[BEGIN Records for processing]

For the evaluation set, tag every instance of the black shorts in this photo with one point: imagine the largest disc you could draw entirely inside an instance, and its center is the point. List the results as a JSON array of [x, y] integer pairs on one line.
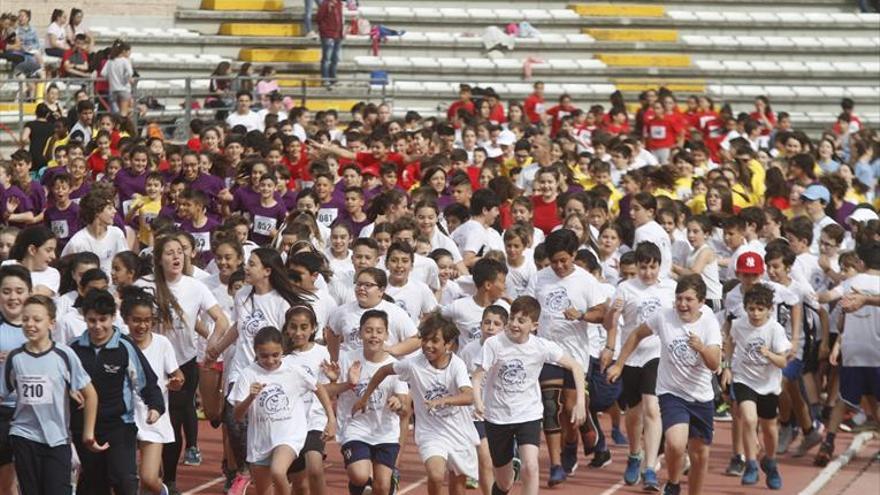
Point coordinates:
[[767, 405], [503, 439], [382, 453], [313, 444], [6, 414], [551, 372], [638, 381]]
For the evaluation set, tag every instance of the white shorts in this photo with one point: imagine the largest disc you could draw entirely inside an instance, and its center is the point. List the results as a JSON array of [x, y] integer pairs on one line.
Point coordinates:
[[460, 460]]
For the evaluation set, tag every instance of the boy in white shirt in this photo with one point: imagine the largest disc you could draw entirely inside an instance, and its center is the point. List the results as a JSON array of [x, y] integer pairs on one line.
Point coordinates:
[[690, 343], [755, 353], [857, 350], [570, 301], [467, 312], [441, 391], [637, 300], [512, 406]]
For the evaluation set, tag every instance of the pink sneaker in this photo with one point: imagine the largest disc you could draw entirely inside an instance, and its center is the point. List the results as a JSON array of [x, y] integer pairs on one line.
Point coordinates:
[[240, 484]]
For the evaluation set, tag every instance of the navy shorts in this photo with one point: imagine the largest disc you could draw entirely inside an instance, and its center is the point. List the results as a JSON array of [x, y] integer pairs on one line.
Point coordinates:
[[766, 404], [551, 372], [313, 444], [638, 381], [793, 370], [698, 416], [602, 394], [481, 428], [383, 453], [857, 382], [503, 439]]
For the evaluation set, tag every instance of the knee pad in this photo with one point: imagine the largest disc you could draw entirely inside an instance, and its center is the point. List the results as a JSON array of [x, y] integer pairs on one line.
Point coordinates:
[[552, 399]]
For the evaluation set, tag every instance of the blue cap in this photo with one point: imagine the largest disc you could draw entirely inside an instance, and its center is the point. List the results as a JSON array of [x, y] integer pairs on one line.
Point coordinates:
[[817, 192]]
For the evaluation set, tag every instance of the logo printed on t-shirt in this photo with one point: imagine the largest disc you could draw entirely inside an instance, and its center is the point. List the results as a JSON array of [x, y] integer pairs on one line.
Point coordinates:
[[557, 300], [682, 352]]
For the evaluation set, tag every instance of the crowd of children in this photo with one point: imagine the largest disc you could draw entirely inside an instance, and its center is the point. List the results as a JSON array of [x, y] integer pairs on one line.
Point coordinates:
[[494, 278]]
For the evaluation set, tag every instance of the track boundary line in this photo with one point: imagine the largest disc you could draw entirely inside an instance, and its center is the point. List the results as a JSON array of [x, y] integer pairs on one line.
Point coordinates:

[END Records for processing]
[BEGIN Records for processing]

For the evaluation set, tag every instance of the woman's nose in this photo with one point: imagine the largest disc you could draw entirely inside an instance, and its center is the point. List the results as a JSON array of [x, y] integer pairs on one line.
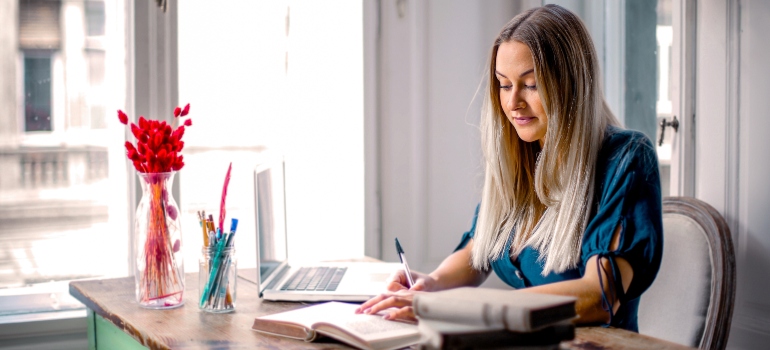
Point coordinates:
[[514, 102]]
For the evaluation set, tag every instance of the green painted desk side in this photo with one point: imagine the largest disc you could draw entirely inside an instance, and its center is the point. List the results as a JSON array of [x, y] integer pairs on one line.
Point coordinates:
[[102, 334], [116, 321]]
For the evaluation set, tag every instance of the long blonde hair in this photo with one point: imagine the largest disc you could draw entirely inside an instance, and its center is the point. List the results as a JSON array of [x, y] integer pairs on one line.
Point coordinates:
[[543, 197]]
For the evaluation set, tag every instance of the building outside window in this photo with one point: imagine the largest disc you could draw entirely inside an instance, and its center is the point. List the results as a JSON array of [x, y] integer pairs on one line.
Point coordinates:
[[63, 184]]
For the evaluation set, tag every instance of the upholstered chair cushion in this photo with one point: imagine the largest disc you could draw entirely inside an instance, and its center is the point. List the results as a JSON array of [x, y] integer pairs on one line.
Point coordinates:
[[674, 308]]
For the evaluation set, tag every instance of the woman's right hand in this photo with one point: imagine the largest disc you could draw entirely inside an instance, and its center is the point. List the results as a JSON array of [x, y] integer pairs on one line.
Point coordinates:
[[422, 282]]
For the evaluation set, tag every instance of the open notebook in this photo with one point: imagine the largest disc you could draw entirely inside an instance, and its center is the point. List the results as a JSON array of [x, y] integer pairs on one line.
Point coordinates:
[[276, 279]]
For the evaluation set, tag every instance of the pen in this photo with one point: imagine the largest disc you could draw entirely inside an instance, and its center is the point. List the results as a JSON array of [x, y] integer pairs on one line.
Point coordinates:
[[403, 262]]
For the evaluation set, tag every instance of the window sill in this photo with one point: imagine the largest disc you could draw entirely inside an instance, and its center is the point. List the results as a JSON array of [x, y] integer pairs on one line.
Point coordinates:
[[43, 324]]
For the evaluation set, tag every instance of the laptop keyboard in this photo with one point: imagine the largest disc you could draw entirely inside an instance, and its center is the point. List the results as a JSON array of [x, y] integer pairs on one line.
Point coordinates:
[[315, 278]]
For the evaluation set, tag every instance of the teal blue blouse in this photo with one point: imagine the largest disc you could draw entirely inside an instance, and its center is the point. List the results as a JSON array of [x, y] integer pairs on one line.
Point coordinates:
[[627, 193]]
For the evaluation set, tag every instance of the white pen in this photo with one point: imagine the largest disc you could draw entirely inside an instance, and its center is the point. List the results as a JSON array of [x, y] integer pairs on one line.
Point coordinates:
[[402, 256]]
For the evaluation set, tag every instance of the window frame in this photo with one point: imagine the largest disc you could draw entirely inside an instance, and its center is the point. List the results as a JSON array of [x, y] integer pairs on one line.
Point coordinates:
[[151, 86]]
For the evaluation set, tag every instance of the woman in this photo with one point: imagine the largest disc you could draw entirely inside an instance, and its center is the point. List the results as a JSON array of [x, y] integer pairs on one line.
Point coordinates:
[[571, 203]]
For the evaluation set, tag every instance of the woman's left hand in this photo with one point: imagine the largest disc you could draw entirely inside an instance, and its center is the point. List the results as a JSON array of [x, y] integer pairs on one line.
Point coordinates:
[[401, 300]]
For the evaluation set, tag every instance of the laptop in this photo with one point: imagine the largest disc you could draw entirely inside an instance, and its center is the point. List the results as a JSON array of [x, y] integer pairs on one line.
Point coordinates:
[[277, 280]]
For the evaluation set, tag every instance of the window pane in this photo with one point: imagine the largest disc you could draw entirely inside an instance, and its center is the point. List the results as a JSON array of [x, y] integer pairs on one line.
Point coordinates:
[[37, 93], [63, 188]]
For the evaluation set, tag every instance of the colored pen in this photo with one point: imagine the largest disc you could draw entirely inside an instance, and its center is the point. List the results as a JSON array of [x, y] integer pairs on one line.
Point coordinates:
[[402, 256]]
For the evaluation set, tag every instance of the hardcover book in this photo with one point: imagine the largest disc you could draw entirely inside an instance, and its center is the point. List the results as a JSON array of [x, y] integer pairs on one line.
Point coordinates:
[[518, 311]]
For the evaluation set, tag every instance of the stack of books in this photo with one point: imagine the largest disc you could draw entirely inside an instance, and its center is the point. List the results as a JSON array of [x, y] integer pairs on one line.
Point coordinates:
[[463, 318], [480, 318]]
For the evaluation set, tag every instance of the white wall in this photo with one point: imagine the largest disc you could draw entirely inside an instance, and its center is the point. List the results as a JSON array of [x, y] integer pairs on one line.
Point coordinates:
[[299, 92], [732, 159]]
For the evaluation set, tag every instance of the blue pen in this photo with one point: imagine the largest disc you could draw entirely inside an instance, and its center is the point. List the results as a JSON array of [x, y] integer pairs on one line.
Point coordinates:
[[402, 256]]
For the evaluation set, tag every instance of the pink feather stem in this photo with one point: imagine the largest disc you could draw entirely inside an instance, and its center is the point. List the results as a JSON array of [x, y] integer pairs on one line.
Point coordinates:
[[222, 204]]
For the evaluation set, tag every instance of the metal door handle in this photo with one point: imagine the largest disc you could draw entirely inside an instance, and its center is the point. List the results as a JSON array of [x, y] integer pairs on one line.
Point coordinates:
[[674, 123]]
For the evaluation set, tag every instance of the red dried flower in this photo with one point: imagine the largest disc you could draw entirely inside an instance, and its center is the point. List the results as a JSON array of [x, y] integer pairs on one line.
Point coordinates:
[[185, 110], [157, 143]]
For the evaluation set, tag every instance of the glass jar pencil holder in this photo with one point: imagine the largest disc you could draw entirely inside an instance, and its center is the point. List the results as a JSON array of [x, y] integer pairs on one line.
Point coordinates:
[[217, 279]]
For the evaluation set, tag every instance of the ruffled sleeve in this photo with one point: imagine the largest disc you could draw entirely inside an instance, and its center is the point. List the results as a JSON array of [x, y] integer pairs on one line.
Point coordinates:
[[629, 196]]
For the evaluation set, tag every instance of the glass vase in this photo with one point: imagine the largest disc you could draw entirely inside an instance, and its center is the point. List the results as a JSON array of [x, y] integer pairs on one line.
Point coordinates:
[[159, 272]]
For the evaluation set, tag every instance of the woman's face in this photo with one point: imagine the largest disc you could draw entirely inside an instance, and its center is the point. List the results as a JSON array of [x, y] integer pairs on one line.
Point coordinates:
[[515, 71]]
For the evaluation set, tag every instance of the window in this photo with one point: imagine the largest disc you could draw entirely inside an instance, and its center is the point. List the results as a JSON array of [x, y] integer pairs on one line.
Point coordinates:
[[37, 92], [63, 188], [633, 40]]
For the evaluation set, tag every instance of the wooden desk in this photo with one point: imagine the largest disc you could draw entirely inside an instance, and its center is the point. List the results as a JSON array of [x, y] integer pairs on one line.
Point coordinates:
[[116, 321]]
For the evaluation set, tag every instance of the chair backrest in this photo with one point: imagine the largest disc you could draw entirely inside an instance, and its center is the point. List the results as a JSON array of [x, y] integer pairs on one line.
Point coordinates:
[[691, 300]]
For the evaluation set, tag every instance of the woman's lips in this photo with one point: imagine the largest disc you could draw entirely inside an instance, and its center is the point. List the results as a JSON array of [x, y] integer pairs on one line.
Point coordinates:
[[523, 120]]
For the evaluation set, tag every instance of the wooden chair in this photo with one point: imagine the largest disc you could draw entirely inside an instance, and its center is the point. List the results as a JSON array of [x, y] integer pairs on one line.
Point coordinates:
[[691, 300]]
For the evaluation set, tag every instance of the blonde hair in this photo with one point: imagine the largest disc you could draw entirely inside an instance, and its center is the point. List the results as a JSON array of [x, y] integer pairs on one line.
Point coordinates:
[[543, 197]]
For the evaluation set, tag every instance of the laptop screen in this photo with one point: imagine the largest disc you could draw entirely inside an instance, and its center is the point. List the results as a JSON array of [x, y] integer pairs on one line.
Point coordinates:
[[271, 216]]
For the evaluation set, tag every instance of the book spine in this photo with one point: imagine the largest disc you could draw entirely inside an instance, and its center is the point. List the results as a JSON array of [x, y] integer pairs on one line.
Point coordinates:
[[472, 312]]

[END Records for processing]

▶ [What you should do]:
Copy everything from the line containing "For the evaluation set, tag every instance of the black" down to the line containing "372], [638, 381]]", substituting "dark shorts" for "black shorts" and keeping all else the same. Omit the picture from your copy.

▶ [Expected answer]:
For the evaluation set, tag every instance of the dark shorts in this photo with one point: imagine the largest disc you could draw entirely inside an instance, and its center is the point. List the results as a JSON array of [x, y] integer pairs on one line.
Point coordinates:
[[767, 405], [503, 439], [382, 453], [313, 444], [6, 414], [551, 372], [638, 381]]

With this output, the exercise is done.